Questions à traiter »
A: Répondez aux questions suivantes sur le discours d'hommage aux militaires morts.
(i) Au nom de qui l'orateur transmet-il un message aux familles ?
(ii) Selon le discours, que traduit la vocation militaire ?
(iii) Quelle cause s'agit-il de servir ?
B: Poursuivez le discours d'hommage aux militaires morts à la suite de sa dernière phrase.

Épouses, enfants, parents, vous pour qui désormais les jours ne seront jamais plus ce qu'ils étaient, amis et camarades, qui garderez fidèlement le souvenir de ceux que vous avez si bien connus — au-delà de votre douleur — au-delà de cette marque officielle de compassion que les forces armées de la France vous apportent par ma voix — au-delà du message qu'en votre épreuve je vous transmets au nom du Président de la République — au-delà des condoléances que vous adressent le Gouvernement et les commissions parlementaires de la Défense — au-delà de ce cérémonial militaire qui, par sa sobriété émouvante, traduit notre unanime émotion — que la pensée de ces morts nous confirme dans nos convictions et nous guide dans notre action.

La vocation militaire n'a rien de mystérieux. Elle traduit la volonté de donner un certain sens à la vie. Pour les uns, avec une conscience très claire des exigences nationales et du bien de l'État, pour d'autres, plus confusément peut-être, mais avec le même désintéressement et la même noblesse, il s'agit de mettre son corps et son esprit en état de servir une cause, qui est celle de la patrie française. Que le corps soit prêt à toutes les exigences de l'effort, de la compétition, du danger, que l'esprit soit disposé à toutes les techniques et tactiques du combat, qu'au-delà du corps et de l'esprit l'âme soit ouverte aux risques d'un métier élevé par ses servitudes autant que par ses gloires au rang d'une vocation ! Françaises et Français, dans les peines et les joies, les soucis et les insouciances de la vie quotidienne, doivent savoir que leur fierté de femmes et d'hommes libres tient à de telles vocations et qu'aucun grand peuple ne peut subsister si chaque année ne jaillit de son sein des hommes de foi et de caractère, totalement disponibles à son service.

Ceux qui sont morts étaient de ces hommes-là !

(Données enregistrées)
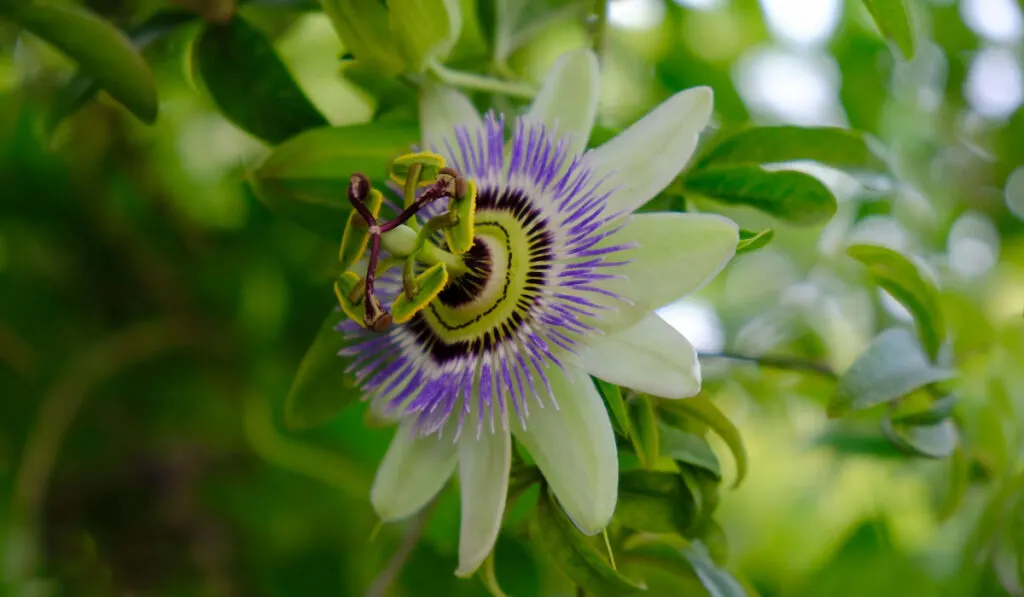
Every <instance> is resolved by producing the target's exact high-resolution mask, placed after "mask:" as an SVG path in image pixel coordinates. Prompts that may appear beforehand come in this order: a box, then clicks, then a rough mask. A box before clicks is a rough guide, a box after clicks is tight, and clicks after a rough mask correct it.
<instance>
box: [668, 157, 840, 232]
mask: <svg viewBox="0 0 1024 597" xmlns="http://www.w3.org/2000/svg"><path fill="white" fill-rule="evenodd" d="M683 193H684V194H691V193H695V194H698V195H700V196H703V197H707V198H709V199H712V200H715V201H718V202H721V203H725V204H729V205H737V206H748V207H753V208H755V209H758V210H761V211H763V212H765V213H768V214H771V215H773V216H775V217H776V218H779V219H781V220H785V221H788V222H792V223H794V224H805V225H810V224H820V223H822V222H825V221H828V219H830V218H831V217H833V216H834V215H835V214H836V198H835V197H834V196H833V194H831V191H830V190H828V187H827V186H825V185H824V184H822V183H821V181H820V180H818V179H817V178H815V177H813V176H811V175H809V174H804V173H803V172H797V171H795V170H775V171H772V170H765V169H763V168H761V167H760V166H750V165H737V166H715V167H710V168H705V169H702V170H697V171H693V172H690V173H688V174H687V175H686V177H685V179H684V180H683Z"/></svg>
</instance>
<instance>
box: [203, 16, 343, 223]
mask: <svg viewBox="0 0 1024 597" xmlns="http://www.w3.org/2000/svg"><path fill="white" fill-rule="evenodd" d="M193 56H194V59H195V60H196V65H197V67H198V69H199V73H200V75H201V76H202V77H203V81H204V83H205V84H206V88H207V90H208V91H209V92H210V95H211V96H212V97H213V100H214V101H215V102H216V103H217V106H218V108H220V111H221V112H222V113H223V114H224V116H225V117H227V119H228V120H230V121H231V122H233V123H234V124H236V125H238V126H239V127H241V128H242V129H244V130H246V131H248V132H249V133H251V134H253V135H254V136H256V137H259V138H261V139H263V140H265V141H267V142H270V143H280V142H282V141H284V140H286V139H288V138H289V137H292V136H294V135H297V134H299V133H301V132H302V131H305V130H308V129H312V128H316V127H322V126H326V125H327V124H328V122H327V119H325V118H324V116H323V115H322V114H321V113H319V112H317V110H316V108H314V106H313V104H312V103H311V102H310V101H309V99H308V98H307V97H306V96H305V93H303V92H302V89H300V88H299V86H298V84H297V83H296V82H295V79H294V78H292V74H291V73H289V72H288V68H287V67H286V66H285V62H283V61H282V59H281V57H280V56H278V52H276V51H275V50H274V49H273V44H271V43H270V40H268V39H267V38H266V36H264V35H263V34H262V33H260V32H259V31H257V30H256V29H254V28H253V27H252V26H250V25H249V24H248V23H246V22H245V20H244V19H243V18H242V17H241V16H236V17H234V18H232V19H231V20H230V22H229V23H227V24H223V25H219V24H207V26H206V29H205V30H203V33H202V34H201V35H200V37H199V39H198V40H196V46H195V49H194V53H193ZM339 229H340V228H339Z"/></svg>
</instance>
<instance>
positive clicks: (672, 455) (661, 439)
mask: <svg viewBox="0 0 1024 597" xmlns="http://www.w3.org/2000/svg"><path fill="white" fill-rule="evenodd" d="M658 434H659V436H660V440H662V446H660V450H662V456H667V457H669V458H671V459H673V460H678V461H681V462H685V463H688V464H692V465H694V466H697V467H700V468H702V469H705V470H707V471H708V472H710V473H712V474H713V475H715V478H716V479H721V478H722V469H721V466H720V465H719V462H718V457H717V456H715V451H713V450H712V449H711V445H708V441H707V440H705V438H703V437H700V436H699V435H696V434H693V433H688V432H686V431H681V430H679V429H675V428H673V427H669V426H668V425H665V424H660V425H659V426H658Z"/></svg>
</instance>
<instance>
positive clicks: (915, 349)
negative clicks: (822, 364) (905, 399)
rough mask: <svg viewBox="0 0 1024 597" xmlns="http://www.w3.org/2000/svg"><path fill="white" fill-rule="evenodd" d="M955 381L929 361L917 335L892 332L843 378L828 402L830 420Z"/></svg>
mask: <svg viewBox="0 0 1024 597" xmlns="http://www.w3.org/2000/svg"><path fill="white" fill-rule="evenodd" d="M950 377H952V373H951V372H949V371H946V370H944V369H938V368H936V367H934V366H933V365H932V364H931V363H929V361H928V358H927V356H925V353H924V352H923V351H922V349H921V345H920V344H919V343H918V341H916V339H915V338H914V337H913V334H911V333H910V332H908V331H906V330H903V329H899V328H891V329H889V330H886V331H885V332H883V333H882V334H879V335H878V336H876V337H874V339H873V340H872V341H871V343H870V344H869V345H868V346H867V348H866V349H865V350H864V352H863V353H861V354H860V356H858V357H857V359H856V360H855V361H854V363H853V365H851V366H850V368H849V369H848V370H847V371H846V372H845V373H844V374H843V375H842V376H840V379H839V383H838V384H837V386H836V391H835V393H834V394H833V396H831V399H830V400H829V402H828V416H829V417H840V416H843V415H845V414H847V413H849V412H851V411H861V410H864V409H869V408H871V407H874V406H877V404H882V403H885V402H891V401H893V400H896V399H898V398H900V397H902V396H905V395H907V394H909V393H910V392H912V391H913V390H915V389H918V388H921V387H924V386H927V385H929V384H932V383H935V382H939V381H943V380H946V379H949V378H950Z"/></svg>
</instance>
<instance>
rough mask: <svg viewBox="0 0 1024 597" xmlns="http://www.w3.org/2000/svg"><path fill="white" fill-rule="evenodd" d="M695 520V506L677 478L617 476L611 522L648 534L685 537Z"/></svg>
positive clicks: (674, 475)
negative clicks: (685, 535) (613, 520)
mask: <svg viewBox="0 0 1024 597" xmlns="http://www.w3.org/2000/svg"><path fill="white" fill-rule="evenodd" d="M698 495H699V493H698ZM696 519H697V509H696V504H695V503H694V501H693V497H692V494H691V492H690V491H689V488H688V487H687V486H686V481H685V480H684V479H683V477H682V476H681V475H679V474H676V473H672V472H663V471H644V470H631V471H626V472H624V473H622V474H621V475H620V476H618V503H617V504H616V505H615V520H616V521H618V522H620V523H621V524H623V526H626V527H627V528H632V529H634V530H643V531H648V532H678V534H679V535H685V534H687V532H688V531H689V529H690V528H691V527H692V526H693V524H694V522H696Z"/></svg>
* * *
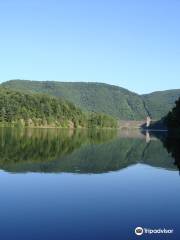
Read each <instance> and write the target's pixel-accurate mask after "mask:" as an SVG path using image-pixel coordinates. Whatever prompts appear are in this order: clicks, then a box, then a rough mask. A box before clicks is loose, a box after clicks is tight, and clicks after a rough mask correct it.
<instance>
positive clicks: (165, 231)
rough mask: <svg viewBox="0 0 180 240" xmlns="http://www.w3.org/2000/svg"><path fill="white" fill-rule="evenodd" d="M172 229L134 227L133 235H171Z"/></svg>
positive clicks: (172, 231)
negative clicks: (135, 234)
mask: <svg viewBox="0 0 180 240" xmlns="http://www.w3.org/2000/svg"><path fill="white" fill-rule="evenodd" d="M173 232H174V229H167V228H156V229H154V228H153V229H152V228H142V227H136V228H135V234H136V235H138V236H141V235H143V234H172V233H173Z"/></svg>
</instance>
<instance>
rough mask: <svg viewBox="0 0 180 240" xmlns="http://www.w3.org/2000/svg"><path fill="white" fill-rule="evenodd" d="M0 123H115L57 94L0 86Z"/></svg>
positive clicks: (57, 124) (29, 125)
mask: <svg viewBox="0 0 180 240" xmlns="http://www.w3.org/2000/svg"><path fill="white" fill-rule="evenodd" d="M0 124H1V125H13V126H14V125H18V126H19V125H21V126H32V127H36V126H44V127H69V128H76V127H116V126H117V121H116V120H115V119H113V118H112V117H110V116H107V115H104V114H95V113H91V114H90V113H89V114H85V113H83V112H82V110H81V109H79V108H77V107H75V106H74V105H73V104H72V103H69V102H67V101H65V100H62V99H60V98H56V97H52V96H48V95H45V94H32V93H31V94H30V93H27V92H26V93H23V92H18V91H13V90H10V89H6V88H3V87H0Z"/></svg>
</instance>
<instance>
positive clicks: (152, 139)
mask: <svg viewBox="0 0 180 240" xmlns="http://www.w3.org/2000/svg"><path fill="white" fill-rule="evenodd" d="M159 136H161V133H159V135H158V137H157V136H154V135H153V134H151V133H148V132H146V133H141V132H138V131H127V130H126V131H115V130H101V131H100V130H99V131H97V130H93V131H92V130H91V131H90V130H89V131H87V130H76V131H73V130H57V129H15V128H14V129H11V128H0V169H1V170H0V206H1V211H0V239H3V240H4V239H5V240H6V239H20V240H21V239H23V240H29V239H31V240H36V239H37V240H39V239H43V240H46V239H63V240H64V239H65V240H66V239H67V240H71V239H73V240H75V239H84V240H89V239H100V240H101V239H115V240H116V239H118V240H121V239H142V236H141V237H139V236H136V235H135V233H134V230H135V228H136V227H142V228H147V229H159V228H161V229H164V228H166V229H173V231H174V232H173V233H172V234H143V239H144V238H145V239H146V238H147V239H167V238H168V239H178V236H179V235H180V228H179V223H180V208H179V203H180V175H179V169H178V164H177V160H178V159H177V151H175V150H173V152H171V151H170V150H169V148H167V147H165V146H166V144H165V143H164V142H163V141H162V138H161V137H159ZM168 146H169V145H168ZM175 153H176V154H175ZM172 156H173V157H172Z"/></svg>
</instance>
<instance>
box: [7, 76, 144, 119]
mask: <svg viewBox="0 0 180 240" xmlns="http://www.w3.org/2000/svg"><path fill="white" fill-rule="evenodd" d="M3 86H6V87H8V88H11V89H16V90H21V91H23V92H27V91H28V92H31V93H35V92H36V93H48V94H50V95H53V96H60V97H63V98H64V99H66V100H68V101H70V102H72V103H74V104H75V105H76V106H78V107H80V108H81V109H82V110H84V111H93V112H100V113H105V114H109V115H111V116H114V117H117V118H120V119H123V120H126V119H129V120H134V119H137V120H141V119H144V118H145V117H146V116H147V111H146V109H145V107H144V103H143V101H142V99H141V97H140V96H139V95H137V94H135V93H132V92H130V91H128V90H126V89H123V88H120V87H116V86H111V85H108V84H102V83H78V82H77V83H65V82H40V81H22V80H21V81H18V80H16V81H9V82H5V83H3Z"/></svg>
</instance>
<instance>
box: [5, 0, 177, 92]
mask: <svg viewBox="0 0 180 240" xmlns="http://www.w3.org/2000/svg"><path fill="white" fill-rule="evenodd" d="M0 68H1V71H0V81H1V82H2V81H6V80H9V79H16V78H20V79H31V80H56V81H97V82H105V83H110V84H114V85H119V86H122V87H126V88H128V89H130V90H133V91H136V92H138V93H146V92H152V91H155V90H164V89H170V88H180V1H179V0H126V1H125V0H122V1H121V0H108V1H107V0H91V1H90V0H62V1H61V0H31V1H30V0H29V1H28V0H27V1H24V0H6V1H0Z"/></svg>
--
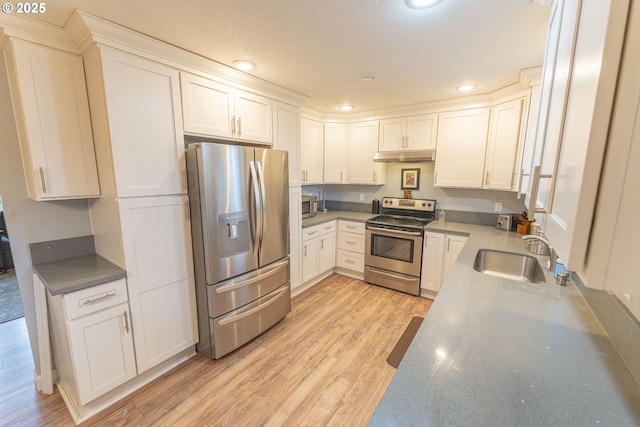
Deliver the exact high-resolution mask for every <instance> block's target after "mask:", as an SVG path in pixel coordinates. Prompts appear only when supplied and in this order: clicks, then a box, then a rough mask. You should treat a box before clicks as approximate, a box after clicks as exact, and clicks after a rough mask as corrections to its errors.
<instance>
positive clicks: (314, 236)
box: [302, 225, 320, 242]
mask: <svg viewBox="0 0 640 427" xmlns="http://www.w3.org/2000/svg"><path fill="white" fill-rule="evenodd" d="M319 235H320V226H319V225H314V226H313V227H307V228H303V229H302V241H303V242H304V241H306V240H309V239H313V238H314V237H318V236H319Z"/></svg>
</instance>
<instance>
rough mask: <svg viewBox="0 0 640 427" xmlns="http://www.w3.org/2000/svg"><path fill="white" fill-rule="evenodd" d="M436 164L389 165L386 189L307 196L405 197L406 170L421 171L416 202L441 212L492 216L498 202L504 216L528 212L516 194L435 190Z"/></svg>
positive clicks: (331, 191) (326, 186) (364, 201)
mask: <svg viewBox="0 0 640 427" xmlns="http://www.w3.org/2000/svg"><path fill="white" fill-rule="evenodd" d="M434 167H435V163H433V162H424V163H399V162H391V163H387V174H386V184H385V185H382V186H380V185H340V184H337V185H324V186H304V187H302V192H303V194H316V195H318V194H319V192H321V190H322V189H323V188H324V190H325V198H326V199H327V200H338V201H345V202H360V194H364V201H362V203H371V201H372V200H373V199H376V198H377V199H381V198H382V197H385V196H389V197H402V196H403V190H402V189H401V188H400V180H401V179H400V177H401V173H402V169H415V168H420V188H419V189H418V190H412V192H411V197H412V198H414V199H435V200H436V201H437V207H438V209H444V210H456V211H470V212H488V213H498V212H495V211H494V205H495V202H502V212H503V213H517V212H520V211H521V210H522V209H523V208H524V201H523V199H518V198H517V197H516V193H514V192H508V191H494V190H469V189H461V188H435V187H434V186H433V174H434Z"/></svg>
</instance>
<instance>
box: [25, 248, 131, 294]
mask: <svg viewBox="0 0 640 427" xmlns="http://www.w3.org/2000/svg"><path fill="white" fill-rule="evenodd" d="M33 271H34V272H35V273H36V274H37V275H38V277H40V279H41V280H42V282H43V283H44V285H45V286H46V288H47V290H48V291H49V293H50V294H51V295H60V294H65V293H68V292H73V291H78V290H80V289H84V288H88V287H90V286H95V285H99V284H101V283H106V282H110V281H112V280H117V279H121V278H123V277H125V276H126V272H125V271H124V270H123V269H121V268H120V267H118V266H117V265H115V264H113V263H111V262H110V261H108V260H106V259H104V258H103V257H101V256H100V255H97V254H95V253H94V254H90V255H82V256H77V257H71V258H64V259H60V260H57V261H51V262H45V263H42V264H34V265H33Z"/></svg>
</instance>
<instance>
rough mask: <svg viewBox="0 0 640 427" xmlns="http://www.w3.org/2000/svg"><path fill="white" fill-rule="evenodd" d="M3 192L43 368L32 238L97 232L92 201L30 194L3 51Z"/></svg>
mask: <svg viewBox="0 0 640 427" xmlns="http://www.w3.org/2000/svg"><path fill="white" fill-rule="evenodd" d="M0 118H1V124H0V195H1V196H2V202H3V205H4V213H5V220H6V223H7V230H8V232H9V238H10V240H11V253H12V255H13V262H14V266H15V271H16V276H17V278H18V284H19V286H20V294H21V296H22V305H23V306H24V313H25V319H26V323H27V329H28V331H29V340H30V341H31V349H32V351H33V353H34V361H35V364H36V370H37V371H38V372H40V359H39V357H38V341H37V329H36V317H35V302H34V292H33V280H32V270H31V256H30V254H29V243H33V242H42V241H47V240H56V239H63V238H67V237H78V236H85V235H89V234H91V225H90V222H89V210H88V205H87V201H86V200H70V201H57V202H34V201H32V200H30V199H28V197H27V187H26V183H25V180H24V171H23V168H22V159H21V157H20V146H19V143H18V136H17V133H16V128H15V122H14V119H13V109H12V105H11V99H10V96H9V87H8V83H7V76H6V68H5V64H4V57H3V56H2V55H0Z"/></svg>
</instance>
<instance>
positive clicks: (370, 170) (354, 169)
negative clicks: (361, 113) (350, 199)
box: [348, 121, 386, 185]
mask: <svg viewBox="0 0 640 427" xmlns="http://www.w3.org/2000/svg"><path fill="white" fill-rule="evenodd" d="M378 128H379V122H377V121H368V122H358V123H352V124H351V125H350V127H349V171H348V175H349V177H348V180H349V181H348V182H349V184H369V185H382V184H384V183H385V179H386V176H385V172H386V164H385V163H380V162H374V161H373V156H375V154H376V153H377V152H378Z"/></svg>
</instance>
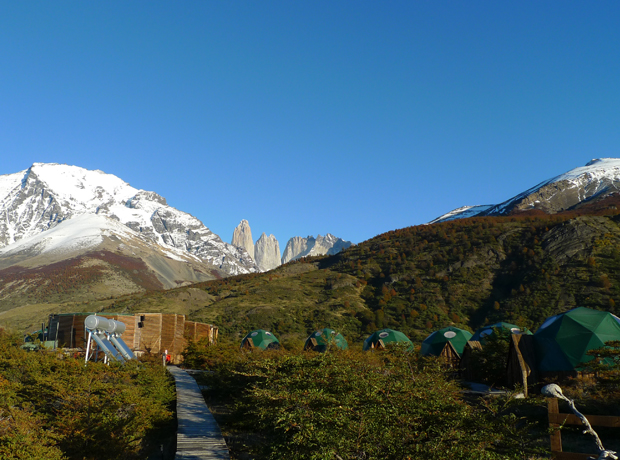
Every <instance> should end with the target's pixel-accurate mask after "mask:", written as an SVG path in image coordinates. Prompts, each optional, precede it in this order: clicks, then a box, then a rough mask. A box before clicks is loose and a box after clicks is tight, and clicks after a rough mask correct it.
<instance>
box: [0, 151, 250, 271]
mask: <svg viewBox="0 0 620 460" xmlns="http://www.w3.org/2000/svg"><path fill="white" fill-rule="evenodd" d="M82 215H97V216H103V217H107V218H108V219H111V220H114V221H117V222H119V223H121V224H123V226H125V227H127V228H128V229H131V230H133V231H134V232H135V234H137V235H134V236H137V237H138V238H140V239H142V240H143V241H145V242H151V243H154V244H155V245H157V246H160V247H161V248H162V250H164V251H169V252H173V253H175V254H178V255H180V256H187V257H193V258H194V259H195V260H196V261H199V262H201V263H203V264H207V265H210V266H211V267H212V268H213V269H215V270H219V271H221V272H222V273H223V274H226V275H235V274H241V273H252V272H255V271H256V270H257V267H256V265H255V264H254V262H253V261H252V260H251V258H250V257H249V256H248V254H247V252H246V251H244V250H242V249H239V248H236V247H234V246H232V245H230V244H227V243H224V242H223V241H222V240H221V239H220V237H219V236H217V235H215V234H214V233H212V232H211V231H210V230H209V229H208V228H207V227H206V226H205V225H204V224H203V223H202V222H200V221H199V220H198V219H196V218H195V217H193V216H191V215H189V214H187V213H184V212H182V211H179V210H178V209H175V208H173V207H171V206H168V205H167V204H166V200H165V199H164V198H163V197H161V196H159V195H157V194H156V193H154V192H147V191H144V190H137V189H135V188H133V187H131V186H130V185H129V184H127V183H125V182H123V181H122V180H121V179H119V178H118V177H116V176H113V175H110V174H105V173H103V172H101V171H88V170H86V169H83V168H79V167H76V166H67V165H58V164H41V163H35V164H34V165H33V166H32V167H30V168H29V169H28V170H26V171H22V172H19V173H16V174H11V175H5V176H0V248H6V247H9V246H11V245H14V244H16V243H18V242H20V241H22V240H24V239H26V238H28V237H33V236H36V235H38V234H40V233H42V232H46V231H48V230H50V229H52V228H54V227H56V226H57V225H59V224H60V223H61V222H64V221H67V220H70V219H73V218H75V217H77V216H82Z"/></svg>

Liste des réponses »
A:
(i) Au nom du Président de la République.
(ii) La volonté de donner un certain sens à la vie.
(iii) Celle de la patrie française.

B:
En un temps où aucune nécessité de combat ne nous mobilise, où aucune menace directe, immédiate, n'apparaît sur nos têtes, on surprend ici et là des recherches sur la hiérarchie des valeurs humaines et sociales. Certains dont la mémoire est courte, et sommaire le jugement sur les réalités terrestres, s'interrogent même sur le meilleur usage de la liberté. Curieuses recherches et inutiles interrogations ! Depuis des temps très lointains, la réponse a été donnée et les générations qui avaient l'âge d'homme alentour des années 14 et 40 de notre siècle peuvent le confirmer sans peine. La première des valeurs, c'est la dignité humaine, et la première des vertus à son service, c'est le courage ; sans courage, point d'honneur ; sans courage, point de sens des responsabilités ; sans courage, point de foi ! Or, où il n'est point d'honneur, de sens des responsabilités, de foi, il n'est ni dignité humaine ni ardeur nationale pour l'assurer.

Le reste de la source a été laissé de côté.